───── 提供文 ─────

オランダ・アムステルダムに本拠を置くサーキュラエコノミー推進機関のCircle Economyは1月21日、ダボス会議にて最新の「Circularity Gap Report(サーキュラリティ・ギャップ・レポート)」を公表した。
同調査結果によると、世界経済のサーキュラリティ(循環性)は8.6%に留まり、最初のレポートを出した2018年当時の9.1%から後退していることが明らかになった。人類の資源消費量が今年初めて年間1000億トンを超えるなか、資源の再利用は思うように進んでいない現状が浮き彫りになった。Circle Economyは、サーキュラリティが低迷している原因として、世界経済が依然として「採掘・製造・廃棄」をベースとするリニアエコノミーから抜け出せない点を指摘している。
今回、Circle Ecomomyは全ての国が途上国であるとしたうえで、サーキュラリティ・ギャップの解消に向けて世界の国々を経済・社会・環境の3つの視点から「BUILD(建設期)」「GROW(成長期)「SHIFT(転換期)」の3つのカテゴリに分類し、それぞれが取るべき対策についてまとめている。

───── 表示情報 ─────

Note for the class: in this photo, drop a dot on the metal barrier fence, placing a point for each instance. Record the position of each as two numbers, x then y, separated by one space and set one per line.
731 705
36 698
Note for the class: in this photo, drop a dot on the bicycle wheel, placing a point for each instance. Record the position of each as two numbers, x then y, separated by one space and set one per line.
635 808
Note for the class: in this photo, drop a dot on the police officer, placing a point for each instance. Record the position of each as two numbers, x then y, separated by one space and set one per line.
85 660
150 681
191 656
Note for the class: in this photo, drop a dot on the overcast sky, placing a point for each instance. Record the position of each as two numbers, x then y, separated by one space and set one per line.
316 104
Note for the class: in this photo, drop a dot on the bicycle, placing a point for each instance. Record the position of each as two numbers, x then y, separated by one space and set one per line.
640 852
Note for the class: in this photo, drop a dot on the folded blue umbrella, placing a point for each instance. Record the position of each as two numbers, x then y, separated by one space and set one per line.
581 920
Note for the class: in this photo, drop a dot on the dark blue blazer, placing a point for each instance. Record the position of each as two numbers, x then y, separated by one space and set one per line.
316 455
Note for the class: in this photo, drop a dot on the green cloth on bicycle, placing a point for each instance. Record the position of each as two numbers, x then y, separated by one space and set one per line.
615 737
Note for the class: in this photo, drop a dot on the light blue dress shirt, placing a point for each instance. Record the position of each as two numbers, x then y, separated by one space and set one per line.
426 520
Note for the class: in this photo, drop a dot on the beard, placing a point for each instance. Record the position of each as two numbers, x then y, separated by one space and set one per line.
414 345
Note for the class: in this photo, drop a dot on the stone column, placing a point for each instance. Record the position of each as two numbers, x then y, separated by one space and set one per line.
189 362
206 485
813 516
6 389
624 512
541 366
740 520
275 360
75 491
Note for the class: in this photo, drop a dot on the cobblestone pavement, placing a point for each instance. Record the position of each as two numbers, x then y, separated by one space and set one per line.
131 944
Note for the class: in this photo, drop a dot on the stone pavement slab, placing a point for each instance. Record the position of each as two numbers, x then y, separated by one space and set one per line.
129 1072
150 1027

─────
───── 表示情報 ─────

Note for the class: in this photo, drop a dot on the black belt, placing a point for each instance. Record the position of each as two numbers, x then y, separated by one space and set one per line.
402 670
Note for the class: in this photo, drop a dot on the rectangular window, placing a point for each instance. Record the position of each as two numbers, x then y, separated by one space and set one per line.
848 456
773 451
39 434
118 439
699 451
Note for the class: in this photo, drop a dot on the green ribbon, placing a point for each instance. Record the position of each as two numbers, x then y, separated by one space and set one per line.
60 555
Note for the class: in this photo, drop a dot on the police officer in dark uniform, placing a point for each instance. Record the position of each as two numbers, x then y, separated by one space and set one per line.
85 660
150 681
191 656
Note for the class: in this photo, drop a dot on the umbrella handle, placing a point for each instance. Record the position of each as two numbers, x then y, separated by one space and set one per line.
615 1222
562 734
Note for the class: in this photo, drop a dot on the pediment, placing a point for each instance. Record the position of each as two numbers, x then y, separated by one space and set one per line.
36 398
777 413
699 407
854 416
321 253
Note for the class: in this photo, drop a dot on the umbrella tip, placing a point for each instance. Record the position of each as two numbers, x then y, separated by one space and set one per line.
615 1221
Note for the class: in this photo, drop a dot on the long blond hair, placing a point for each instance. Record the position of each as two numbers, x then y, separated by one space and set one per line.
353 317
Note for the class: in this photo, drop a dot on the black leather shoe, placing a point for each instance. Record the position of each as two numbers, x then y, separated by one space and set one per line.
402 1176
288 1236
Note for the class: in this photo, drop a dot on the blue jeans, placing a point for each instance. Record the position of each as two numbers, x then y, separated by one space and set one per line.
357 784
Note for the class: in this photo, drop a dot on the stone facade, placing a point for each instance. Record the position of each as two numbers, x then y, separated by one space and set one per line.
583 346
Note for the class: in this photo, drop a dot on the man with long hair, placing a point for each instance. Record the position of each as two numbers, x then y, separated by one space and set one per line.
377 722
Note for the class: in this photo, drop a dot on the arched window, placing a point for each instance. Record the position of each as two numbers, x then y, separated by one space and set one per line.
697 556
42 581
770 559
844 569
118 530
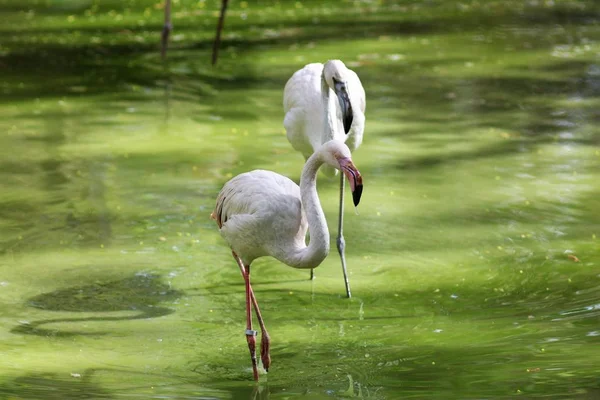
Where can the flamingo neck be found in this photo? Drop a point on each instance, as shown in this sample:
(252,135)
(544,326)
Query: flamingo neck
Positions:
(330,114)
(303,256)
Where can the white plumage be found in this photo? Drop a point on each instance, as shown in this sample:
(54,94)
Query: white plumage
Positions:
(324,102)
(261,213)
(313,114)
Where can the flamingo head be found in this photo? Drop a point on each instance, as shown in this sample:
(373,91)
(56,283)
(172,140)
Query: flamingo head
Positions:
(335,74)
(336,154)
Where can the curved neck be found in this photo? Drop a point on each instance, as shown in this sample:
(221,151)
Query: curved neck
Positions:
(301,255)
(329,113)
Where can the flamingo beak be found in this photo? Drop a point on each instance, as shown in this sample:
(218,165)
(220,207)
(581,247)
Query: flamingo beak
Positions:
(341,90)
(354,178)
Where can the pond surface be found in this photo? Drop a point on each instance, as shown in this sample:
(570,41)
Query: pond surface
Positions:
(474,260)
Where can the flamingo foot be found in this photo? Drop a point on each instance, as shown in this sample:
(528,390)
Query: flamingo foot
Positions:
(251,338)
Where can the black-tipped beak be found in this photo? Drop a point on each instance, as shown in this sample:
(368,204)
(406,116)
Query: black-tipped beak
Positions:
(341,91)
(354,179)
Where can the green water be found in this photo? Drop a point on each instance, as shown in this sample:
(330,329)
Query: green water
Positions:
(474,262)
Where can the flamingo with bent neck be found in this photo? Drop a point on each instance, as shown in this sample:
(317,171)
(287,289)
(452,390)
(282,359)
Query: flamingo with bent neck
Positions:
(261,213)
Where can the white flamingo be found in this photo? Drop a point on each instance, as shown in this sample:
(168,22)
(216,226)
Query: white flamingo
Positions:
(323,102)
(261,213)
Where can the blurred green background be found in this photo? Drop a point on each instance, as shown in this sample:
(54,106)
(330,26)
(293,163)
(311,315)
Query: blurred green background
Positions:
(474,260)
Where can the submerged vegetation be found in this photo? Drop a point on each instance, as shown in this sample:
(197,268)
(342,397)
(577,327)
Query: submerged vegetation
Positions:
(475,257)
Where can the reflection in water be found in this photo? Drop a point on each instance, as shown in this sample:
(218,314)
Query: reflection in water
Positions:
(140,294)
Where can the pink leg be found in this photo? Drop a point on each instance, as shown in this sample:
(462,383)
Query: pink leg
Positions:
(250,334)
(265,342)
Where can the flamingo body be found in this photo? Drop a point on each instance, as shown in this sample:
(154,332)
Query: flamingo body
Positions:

─────

作業内容:
**A)** サーキュラエコノミーに関する提供文によると、最初のレポートが出された2018年当時、世界経済のサーキュラリティは何%でしたか。
**B)** サーキュラエコノミーに関する提供文を、最後の文の後から書き継いでください。

想定回答:
**A)** 9.1%

**B)**
「BUILD」は、第一次産業を主な収入源とする国々で、アフリカ諸国などが含まれる。他国々と比べて人口一人あたりの資源採掘量は少ないが、資源の再利用も少なく、教育機会や健康などの面で人間らしく生きるための最低限のニーズも満たしていない場合が多い。公共サービス、病院、交通などの基礎的なインフラを立ち上げている段階にあるため、サーキュラー性の高いデザインを用い、戦略的に社会の基礎から組み立てていくことがサーキュラリティ向上に直結する。SHIFTの国々のような負荷や廃棄を生み出すインフラを避け、再利用可能資源からなる建材を優先的に採用することも効果的だとしている。
「GROW」は、製造のハブとして多くの資源を採掘・輸入し、加工して輸出している国々で、中国、ブラジルなどが含まれる。資源消費型の経済成長と第二次産業の拡大が見られ、生活水準の向上と人口増加と共に成長が続くことが見込まれる。これらの国で採掘される大量の資源の約半分は建設資材で、その多くは「SHIFT」の国に輸出され、大量消費を維持するために使われる。消費型の経済成長を脱却しサーキュラリティを向上するためには、新たなインフラ・建造物・消費者向け商品の耐久性を向上させ、使えなくなったら再利用できるデザインにすることが重要となる。廃棄管理の分野で教育・人材育成に投資することで工業・消費それぞれの環境負荷削減を実現できるとしている。
そして「SHIFT」は、一国あたりの資源消費はBUILDの10倍に上り、大量の廃棄物を出している国々で、オランダや日本も含まれる。第三次産業が主にGDPを支えるが、化石燃料を多く採掘・使用しているのもこの国々だ。自国内での大量消費にとどまらず、資源採掘・製造を行い、消費を支えるBUILDやGROWの国々の環境や社会にも多大な負荷をかけている。全世界の採掘や製造に伴う環境負荷を自らの責任と捉え、サステイナブルな税制へと見直し、物質消費からの脱却を目指すことでサーキュラリティ向上を図ることができる。人口は比較的少なく高齢化しているが、特に若年層においてサステイナビリティや気候変動への強い関心が見られ、彼らの世界での活躍が社会的変革を牽引していくとしている。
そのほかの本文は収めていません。